• [Excerpt]
+++

# Char Broil American Gourmet Smoker



## stringcheese paul (Aug 28, 2007)

I saw this at Wal mart and wondered if it would be worth buying.  It will be my first offset smoker.
Are there any mods that would go good with it?
http://www.walmart.com/catalog/produ...uct_id=1972388


----------



## deejaydebi (Aug 28, 2007)

How many people are you feeding? They are kind of small. You can find generic mods for offsets in the smoker section.


----------



## stringcheese paul (Aug 28, 2007)

Enough for poker night, so about 5-6 people, its normally a couple racks of ribs and some brats.  I would like to smoke the turkeys I get from hunting this season.  Would this be able to fit one?


----------



## gypsyseagod (Aug 28, 2007)

i've seen them & it'll do for that but (just my opinion & experience) after a couple cooks on it you'll want to go bigger.


----------



## big_pete_of_wv (Aug 28, 2007)

I have that exact smoker,it has room to do 2 racks of BB's.It is a nice smoker for the money,but you gotta watch out for the hotspot by the fire box.....A simple mod will take care of the hotspot though..Good luck

P.S. I've turned some awsome steaks/chicken/shrimp on that bad boy too!!!


----------



## dogred (Aug 29, 2007)

I have that smoker also and it works good. THe price thay had for is alittle below what I paid for mine. Definately needs a baffle for the fire box to get rid of the hot spot next to the firebox. I have used it with the fire in the main chamber (since I am only cooking for myself), and it works awsome with indirect cooking. I don't see a problem with a small turkey, unless you want to use some kind of stand, than you might have problems. Maybe you will have to take out the cooking grates and find something to plug the holes they leave open.


----------



## adb551 (Aug 31, 2007)

have a similar smoker, and it works fine.

My only problem, and the reason I am moving up to a bigger model soon, is that I have room only for the smallest chickens if I want to stand them up.

Would be almost impossible to stand up a decent sized turkey.

I also like to keep my ribs laying flat, and can only get two slabs in. If I want to get more than that I have to use a rib rack.


----------



## deejaydebi (Aug 31, 2007)

You can make great Q in anything - I'm always worried someone will get one of the smaller smokers and be upset they didn't go bigger. BTDT!


----------



## beerivore (Aug 31, 2007)

Spend alittle more to get alot more grilling space.  I bought one of these for about $145:
http://www.chargriller.com/shop/grills/smokin-pro.html

I fit 9 slabs of bb ribs for a friend's daughters b-day party.  You never know when you will be smoking for alot more people than you originally thought, especially when word gets out on how good the grub is.

+++

• [Records]
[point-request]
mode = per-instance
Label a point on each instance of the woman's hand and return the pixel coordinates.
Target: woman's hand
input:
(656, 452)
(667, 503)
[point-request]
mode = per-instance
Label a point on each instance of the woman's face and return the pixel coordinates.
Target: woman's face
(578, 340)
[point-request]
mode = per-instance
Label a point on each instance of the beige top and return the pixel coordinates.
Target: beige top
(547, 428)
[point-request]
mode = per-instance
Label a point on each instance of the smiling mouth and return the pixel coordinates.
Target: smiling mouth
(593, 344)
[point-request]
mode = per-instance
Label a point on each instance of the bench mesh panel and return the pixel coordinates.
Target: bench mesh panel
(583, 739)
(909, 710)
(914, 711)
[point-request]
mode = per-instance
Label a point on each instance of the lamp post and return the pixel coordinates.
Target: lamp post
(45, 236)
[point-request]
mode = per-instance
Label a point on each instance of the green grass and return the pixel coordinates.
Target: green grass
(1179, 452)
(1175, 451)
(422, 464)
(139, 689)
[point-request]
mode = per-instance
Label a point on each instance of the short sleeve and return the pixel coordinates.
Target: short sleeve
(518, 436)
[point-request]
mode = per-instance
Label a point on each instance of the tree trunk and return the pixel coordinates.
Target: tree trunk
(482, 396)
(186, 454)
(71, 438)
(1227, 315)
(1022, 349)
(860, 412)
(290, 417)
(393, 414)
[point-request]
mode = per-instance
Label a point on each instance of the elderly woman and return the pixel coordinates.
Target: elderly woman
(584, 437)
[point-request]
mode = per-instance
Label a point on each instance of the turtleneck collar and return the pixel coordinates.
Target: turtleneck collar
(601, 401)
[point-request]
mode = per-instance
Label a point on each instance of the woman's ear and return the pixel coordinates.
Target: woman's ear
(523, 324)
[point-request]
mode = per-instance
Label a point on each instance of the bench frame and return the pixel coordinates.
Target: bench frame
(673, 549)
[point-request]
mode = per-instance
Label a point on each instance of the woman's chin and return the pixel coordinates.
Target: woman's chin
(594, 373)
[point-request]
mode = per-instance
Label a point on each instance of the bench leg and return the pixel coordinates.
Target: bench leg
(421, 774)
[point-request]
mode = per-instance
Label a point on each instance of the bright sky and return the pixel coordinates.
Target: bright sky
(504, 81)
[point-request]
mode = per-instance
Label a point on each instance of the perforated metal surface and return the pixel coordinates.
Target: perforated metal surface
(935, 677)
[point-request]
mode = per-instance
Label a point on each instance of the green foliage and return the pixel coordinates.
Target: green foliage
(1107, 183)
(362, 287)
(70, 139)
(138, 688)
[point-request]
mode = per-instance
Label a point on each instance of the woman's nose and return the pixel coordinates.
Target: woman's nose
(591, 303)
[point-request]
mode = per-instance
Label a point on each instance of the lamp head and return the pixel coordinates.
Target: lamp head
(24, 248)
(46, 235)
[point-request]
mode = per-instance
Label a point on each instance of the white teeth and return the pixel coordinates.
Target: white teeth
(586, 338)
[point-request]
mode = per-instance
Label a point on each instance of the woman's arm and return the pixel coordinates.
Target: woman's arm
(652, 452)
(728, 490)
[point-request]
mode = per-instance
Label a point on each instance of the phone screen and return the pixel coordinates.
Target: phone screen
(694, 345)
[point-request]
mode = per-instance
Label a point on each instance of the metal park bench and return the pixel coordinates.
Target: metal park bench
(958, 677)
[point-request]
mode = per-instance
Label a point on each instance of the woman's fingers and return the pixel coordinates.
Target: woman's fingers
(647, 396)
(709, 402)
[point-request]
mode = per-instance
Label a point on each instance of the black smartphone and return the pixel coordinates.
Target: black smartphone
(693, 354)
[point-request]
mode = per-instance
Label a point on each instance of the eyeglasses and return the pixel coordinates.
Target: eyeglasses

+++

• [Jobs]
[1] Please quote the smoker thread word for word, from "I also like" up to and including "go bigger. BTDT!".
[2] Continue the smoker thread from the point where it stops.
The records can be left aside here.

• [Exercise responses]
[1]
I also like to keep my ribs laying flat, and can only get two slabs in. If I want to get more than that I have to use a rib rack.


----------



## deejaydebi (Aug 31, 2007)

You can make great Q in anything - I'm always worried someone will get one of the smaller smokers and be upset they didn't go bigger. BTDT!

[2]
----------



## chris_harper (Sep 2, 2007)

if you have a lowes nearby, they have that new double-door charbroil for $117. my oldest brother bought one yesterday.


----------



## johnd49455 (Sep 2, 2007)

I can fit a lot on my CG that beerivore has & saw the one you are looking at at the local Ace hardware. It looks very cheap compared to the CG. It is also very small & I even want to go bigger having my CG just ain't enough anymore & that would happen much sooner with that small of a unit.


----------



## pacman (Sep 2, 2007)

I'm very familiar with the smoker you saw.  Charbroil used to make a really good one (the one I have) with heavy gauge steel that would take 2-3 people to lift.  I'm really disappointed with how Charbroil cut back on the quality of their off-set firebox smoker.  It's a little unstable and rickety and the steel is not really a very heavy gauge to keep your heat.  However, there is hope.  Investing a little more money, you can get a very nice grill/smoker (look at gypsyseagod's).   In fact, I know that Barbecues Galore  has  a nice smoker like mine but higher quality.  I almost wish I didn't have this one so I could buy that one.  Click this link:
http://www.bbqgalore.com/smokers/misc/173543

Of course there are other companies that manufacture similar smokers but I really liked the quality of this one.  Keep shopping, don't settle for the Walmart product just because it's cheap. Good Luck.


----------



## stringcheese paul (Sep 3, 2007)

Im intrigued, you have any idea what the model is?


----------



## chris_harper (Sep 3, 2007)

i don't the model, and it isn't on lowes website. here is the charbroil website. it says available at lowes. it would be worth going to lowes to look at. i have seen it at my local lowes, but didn't really _look_ at it.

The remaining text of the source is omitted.